**WRITTEN TASK A**
Summarize the blog post on anonymizing Migration Evaluator data in two sentences.
**WRITTEN TASK B**
Reproduce everything in the blog post on anonymizing Migration Evaluator data from "Anonymising data is" down to "a customer environment.".

**SOURCE EXTRACT**
..........
Use Migration Evaluator in protected or regulated environments by anonymizing sensitive network data

The Amazon Web Services (AWS) Migration Evaluator can help organizations with VMware fleets by collecting detailed data on VM (virtual machine) usage and using that to prepare a business case for moving to the cloud and estimate the cost of migration. However, sensitive network data collected by the Migration Evaluator, such as system names and IP addresses, cannot leave highly secured and regulated organisations. Manually anonymising and uploading this data is a hurdle that can prevent regulated organisations from making use of Migration Evaluator.

In this blog post, I show how a simple python script can anonymise AWS Migration Evaluator usage data, allowing it to be uploaded even in highly regulated environments. This unlocks Migration Evaluator insights without compromising data sovereignty or residency requirements such as those found in the Information Security Registered Assessors Program (IRAP).

Why use Migration Evaluator

Anonymising data is one thing, but to get the most value from Migration Evaluator, an organisation also needs to be able to reverse that process. An example where this is useful is in identifying “zombie” or unused VMs—machines with little processor usage and no network usage. For example, test machines that were not decommissioned, or servers for teams that no longer exist.

Where the desire to migrate is driven by a lack of capacity in the on-premises environment, identifying unused VMs can help by freeing up capacity, giving the organisation time and headspace for a well-considered migration.

Consider this scenario: after running the Migration Evaluator agentless collector, you have the following as a data file.

Figure 1. Migration Evaluator output showing details of the VMs in a customer environment.

On examining the file, you’re concerned about the sensitive nature of the VM name and address information it contains. Uploading this file to the Migration Evaluator portal could conflict with security policies requiring internal network data not leave your local jurisdiction, such as if your operations are subject to the European General Data Protection Regulation (GDPR), or in an Australian IRAP compliant environment.

So you anonymise the data as follows:

Figure 2. Migration Evaluator data file with sensitive details replaced by anonymised values.

Now that you have removed all the sensitive information, you upload the data to the Migration Evaluator portal for analysis. That analysis informs you that 33% of your sever fleet are zombies. Drilling into the report, you find that Server1 is no longer used and can be decommissioned (named “AvengersFileShare” in the original Migration Evaluator output file, shown in Figure 1). Now you’ve reduced your potential migration targets by a third, and freed up on-premises resources.

Now imagine that instead of having three servers in your fleet, you have a more realistic 200 or 2,000. Manually anonymising such a list is not only time consuming, but also prone to error.

Solution overview and using Migration Evaluator

The steps and script presented in this blog post can help progress a migration even in heavily regulated environments. It anonymises any sensitive fields in the original Migration Evaluator data by replacing values such as “PrimaryDC01” with “Server0”, and randomising IP addresses. This anonymised file can be sent to AWS or out of region because it contains no sensitive data. However, in addition to anonymising the data, the script also generates a separate reverse mapping file containing both the original and anonymised values.
..........
A run of records
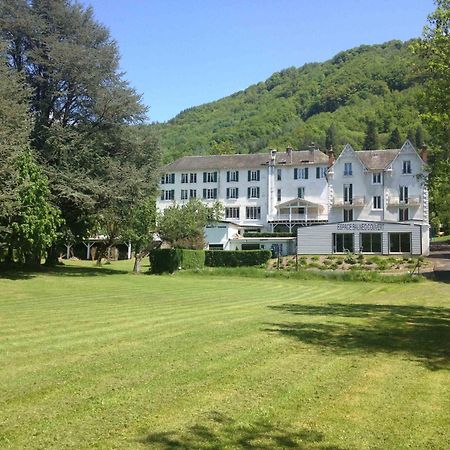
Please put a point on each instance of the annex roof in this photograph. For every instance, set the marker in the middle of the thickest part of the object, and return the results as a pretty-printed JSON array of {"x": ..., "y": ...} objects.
[
  {"x": 254, "y": 160},
  {"x": 377, "y": 159}
]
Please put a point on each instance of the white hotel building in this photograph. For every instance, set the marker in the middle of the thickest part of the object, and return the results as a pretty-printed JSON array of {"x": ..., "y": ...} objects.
..........
**RESPONSE A**
AWS Migration Evaluator collects VM usage data to build a business case for moving to the cloud, but sensitive network data such as system names and IP addresses cannot leave highly regulated organizations, and anonymizing it by hand is time consuming and prone to error. The post presents a simple Python script that anonymizes sensitive fields, replacing values such as "PrimaryDC01" with "Server0" and randomizing IP addresses, so the file can be uploaded, while it also generates a separate reverse mapping file holding both the original and anonymized values.

**RESPONSE B**
Anonymising data is one thing, but to get the most value from Migration Evaluator, an organisation also needs to be able to reverse that process. An example where this is useful is in identifying “zombie” or unused VMs—machines with little processor usage and no network usage. For example, test machines that were not decommissioned, or servers for teams that no longer exist.

Where the desire to migrate is driven by a lack of capacity in the on-premises environment, identifying unused VMs can help by freeing up capacity, giving the organisation time and headspace for a well-considered migration.

Consider this scenario: after running the Migration Evaluator agentless collector, you have the following as a data file.

Figure 1. Migration Evaluator output showing details of the VMs in a customer environment.